Work item: Your response should be the complete listing, copied exactly.

Content starts

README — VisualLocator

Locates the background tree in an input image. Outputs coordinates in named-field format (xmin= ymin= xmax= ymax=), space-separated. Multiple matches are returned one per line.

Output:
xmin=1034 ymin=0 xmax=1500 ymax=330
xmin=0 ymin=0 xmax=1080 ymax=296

Content ends

Written answer:
README — VisualLocator

Locates the background tree in an input image. Outputs coordinates in named-field format (xmin= ymin= xmax= ymax=), space-separated. Multiple matches are returned one per line.

Output:
xmin=1034 ymin=0 xmax=1500 ymax=330
xmin=0 ymin=0 xmax=1080 ymax=296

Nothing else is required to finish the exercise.